■ **TASK DIRECTIONS**
Copy out every entry below word for word, leaving out the pictures.

■ **EXERCISE INPUT**

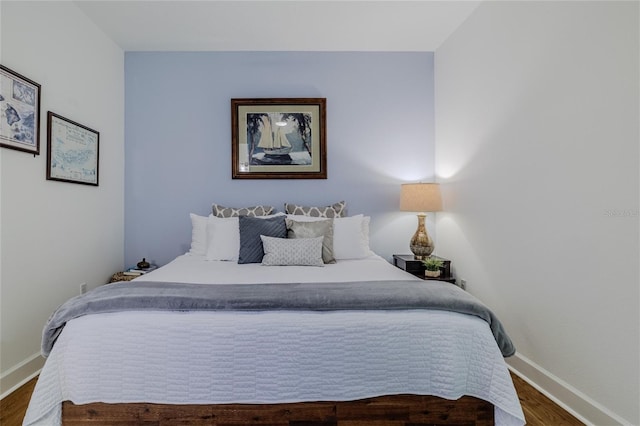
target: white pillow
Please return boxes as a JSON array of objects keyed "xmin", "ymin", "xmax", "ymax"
[
  {"xmin": 206, "ymin": 215, "xmax": 240, "ymax": 261},
  {"xmin": 205, "ymin": 213, "xmax": 284, "ymax": 262},
  {"xmin": 333, "ymin": 214, "xmax": 373, "ymax": 260},
  {"xmin": 189, "ymin": 213, "xmax": 213, "ymax": 256},
  {"xmin": 260, "ymin": 235, "xmax": 324, "ymax": 266}
]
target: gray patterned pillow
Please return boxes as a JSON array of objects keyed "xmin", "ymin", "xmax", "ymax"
[
  {"xmin": 260, "ymin": 235, "xmax": 324, "ymax": 266},
  {"xmin": 211, "ymin": 204, "xmax": 275, "ymax": 217},
  {"xmin": 287, "ymin": 218, "xmax": 336, "ymax": 263},
  {"xmin": 238, "ymin": 215, "xmax": 287, "ymax": 263},
  {"xmin": 284, "ymin": 201, "xmax": 347, "ymax": 217}
]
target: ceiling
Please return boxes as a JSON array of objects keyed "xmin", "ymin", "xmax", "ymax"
[{"xmin": 75, "ymin": 0, "xmax": 481, "ymax": 51}]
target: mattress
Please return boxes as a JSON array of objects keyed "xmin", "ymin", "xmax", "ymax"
[{"xmin": 24, "ymin": 255, "xmax": 524, "ymax": 425}]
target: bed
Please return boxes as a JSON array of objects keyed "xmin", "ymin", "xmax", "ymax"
[{"xmin": 24, "ymin": 209, "xmax": 524, "ymax": 425}]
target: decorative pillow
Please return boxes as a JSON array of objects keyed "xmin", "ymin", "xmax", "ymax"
[
  {"xmin": 333, "ymin": 214, "xmax": 373, "ymax": 260},
  {"xmin": 284, "ymin": 201, "xmax": 347, "ymax": 217},
  {"xmin": 206, "ymin": 215, "xmax": 240, "ymax": 261},
  {"xmin": 211, "ymin": 204, "xmax": 275, "ymax": 217},
  {"xmin": 260, "ymin": 235, "xmax": 324, "ymax": 266},
  {"xmin": 238, "ymin": 215, "xmax": 287, "ymax": 263},
  {"xmin": 189, "ymin": 213, "xmax": 213, "ymax": 256},
  {"xmin": 287, "ymin": 218, "xmax": 336, "ymax": 263}
]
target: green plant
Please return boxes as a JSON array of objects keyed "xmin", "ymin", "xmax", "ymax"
[{"xmin": 422, "ymin": 257, "xmax": 444, "ymax": 271}]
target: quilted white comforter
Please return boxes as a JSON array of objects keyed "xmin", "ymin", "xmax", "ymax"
[{"xmin": 24, "ymin": 256, "xmax": 524, "ymax": 425}]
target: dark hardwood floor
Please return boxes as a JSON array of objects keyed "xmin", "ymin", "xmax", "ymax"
[{"xmin": 0, "ymin": 374, "xmax": 584, "ymax": 426}]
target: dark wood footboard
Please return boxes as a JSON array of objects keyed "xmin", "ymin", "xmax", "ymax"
[{"xmin": 62, "ymin": 395, "xmax": 494, "ymax": 426}]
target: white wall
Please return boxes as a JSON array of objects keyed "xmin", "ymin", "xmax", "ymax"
[
  {"xmin": 435, "ymin": 2, "xmax": 640, "ymax": 425},
  {"xmin": 0, "ymin": 1, "xmax": 124, "ymax": 393}
]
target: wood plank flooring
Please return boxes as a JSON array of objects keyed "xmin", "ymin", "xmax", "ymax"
[
  {"xmin": 0, "ymin": 377, "xmax": 38, "ymax": 426},
  {"xmin": 0, "ymin": 374, "xmax": 584, "ymax": 426}
]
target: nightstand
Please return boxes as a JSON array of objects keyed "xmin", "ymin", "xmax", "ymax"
[
  {"xmin": 393, "ymin": 254, "xmax": 456, "ymax": 284},
  {"xmin": 107, "ymin": 272, "xmax": 140, "ymax": 284}
]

■ **TASK ANSWER**
target: white pillow
Please return boxes as a JSON array of objects keyed "xmin", "ymin", "xmax", "ymax"
[
  {"xmin": 206, "ymin": 215, "xmax": 240, "ymax": 261},
  {"xmin": 205, "ymin": 213, "xmax": 284, "ymax": 262},
  {"xmin": 333, "ymin": 214, "xmax": 373, "ymax": 260},
  {"xmin": 189, "ymin": 213, "xmax": 213, "ymax": 256},
  {"xmin": 260, "ymin": 235, "xmax": 324, "ymax": 266}
]
target: gray patterned pillow
Please return boxes as a JSON array of objects keyed "xmin", "ymin", "xmax", "ymax"
[
  {"xmin": 260, "ymin": 235, "xmax": 324, "ymax": 266},
  {"xmin": 211, "ymin": 204, "xmax": 275, "ymax": 217},
  {"xmin": 287, "ymin": 218, "xmax": 336, "ymax": 263},
  {"xmin": 238, "ymin": 215, "xmax": 287, "ymax": 263},
  {"xmin": 284, "ymin": 201, "xmax": 347, "ymax": 217}
]
target: ceiling
Please return boxes as a JSON array of objects keyed "xmin", "ymin", "xmax", "ymax"
[{"xmin": 75, "ymin": 0, "xmax": 481, "ymax": 51}]
target: mattress
Please return boxes as a JSON array of objects keyed "xmin", "ymin", "xmax", "ymax"
[{"xmin": 24, "ymin": 255, "xmax": 524, "ymax": 425}]
target: bed
Please return boxes as a JSON array of objects keyed "xmin", "ymin", "xmax", "ymax"
[{"xmin": 24, "ymin": 209, "xmax": 524, "ymax": 425}]
target: decorative pillow
Please return boxes as a JSON array of objects keyed "xmin", "ymin", "xmax", "ymax"
[
  {"xmin": 333, "ymin": 214, "xmax": 373, "ymax": 260},
  {"xmin": 284, "ymin": 201, "xmax": 347, "ymax": 217},
  {"xmin": 206, "ymin": 215, "xmax": 240, "ymax": 261},
  {"xmin": 211, "ymin": 204, "xmax": 275, "ymax": 217},
  {"xmin": 260, "ymin": 235, "xmax": 324, "ymax": 266},
  {"xmin": 238, "ymin": 215, "xmax": 287, "ymax": 263},
  {"xmin": 189, "ymin": 213, "xmax": 213, "ymax": 256},
  {"xmin": 287, "ymin": 218, "xmax": 336, "ymax": 263}
]
target: green plant
Please return boxes as a JSON array of objects keyed "xmin", "ymin", "xmax", "ymax"
[{"xmin": 422, "ymin": 257, "xmax": 444, "ymax": 271}]
target: quilted white comforter
Please return boxes as a JSON array of objects keyed "xmin", "ymin", "xmax", "ymax"
[{"xmin": 24, "ymin": 256, "xmax": 524, "ymax": 425}]
target: dark hardwood floor
Please return boxes as a JSON array of objects keyed "xmin", "ymin", "xmax", "ymax"
[{"xmin": 0, "ymin": 374, "xmax": 584, "ymax": 426}]
target: dark wood footboard
Please return boxes as a JSON array of objects keyed "xmin", "ymin", "xmax", "ymax"
[{"xmin": 62, "ymin": 395, "xmax": 494, "ymax": 426}]
target: white wall
Please return boxes as a JSON array of objects keyed "xmin", "ymin", "xmax", "ymax"
[
  {"xmin": 435, "ymin": 2, "xmax": 640, "ymax": 425},
  {"xmin": 0, "ymin": 1, "xmax": 124, "ymax": 393}
]
target: wood plank flooring
Please return boxes as a JSON array of objects keyed "xmin", "ymin", "xmax", "ymax"
[
  {"xmin": 0, "ymin": 377, "xmax": 38, "ymax": 426},
  {"xmin": 0, "ymin": 374, "xmax": 584, "ymax": 426}
]
target: nightstand
Please return boxes as a JSON array of objects keyed "xmin", "ymin", "xmax", "ymax"
[
  {"xmin": 393, "ymin": 254, "xmax": 456, "ymax": 284},
  {"xmin": 107, "ymin": 272, "xmax": 140, "ymax": 284}
]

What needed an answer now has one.